PAGE EXTRACT Block Start

However, there are still hurdles to overcome to understand completely how a patient’s genome impacts their health.
Luckily there have been some encouraging developments in sequencing technology in recent years.
Currently, the most common way of looking at genomes in these settings is by using ‘short-read’ technology.
The human genome is too long to be sequenced as one continuous string by current technology – so short-read sequencing breaks DNA into short fragments that are amplified and then sequenced to produce ‘reads’ of around 150 nucleotides in length. Bioinformatic techniques are then used to piece together the reads into a continuous genomic sequence by aligning them to the reference human genome.
“That works really well most of the time,” says Charlie, “but if a patient has a region of the genome that's deleted, or expanded, it's very difficult for short-read technology to understand that. If you look at a region that is repeated or deleted, by, for example, 10,000 nucleotides in length and you've got a tiny read, you can't match that to the genome with any confidence.”
To address these issues, scientists and clinicians are starting to look at ‘long-read’ sequencing.
These technologies directly sequence single molecules of DNA in real time, often without the need for amplification. This allows for much lengthier reads.
“Through this, we are able to more clearly resolve large changes in the genome,” says Charlie. “That’s going to be really helpful, because we know that large changes in the human genome are responsible for a lot of developmental disorders such as epilepsy and autism.

PAGE EXTRACT Block End

» WHAT YOU WILL DO
Write out the part of the sequencing extract that starts with the words containing "The human genome is" and ends with "at ‘long-read’ sequencing.". The lines that follow have no connection to the sequencing extract.

PROVIDED MATERIAL Block Start

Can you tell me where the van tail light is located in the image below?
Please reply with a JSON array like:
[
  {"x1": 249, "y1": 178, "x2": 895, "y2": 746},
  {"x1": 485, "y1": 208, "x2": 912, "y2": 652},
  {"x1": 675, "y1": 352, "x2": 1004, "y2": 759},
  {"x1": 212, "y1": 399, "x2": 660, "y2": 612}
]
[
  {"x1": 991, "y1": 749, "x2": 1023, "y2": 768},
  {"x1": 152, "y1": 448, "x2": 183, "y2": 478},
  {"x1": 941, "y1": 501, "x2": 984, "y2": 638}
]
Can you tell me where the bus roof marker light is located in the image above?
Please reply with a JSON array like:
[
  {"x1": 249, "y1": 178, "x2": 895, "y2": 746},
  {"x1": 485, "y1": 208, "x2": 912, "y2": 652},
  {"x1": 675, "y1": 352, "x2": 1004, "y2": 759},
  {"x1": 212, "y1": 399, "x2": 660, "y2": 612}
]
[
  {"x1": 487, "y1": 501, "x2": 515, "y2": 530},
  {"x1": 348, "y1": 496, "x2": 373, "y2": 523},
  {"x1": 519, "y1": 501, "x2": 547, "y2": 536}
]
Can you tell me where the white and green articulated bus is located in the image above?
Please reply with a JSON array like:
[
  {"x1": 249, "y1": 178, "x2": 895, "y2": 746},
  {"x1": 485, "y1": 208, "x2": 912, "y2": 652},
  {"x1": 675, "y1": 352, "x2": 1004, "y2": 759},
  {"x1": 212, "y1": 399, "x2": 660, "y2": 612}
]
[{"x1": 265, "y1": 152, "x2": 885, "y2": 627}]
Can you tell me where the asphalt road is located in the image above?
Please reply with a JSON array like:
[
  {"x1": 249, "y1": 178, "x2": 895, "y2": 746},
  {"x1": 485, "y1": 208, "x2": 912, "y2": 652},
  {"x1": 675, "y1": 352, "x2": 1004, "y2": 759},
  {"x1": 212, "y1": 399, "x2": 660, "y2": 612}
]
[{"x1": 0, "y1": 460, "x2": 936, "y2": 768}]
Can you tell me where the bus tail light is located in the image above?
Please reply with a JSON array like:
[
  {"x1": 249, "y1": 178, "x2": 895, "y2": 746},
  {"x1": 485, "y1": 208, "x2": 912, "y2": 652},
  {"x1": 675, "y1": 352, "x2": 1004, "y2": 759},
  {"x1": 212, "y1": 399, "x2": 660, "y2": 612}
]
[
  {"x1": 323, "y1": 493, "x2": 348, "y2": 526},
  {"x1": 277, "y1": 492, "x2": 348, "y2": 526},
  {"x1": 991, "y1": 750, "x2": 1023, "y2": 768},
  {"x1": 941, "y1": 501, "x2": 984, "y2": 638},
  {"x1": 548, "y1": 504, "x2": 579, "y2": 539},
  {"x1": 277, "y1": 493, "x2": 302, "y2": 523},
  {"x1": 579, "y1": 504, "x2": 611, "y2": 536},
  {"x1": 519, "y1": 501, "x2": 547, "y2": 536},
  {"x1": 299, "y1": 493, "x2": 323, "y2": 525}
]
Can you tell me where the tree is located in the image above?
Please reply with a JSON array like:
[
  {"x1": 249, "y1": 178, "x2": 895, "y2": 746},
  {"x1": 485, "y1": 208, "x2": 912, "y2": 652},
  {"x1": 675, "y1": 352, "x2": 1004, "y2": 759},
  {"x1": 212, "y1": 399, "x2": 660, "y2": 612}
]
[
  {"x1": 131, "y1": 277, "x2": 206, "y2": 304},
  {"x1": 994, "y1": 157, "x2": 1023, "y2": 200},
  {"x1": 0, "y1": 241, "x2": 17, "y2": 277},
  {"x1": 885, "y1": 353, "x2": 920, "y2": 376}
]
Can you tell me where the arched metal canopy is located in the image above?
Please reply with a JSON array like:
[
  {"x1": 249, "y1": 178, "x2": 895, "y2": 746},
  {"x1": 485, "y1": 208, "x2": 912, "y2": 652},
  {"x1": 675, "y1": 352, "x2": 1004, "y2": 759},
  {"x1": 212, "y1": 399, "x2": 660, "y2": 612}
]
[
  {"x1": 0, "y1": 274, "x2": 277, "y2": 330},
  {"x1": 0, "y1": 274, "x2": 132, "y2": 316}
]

PROVIDED MATERIAL Block End

» TASK OUTPUT
The human genome is too long to be sequenced as one continuous string by current technology – so short-read sequencing breaks DNA into short fragments that are amplified and then sequenced to produce ‘reads’ of around 150 nucleotides in length. Bioinformatic techniques are then used to piece together the reads into a continuous genomic sequence by aligning them to the reference human genome.
“That works really well most of the time,” says Charlie, “but if a patient has a region of the genome that's deleted, or expanded, it's very difficult for short-read technology to understand that. If you look at a region that is repeated or deleted, by, for example, 10,000 nucleotides in length and you've got a tiny read, you can't match that to the genome with any confidence.”
To address these issues, scientists and clinicians are starting to look at ‘long-read’ sequencing.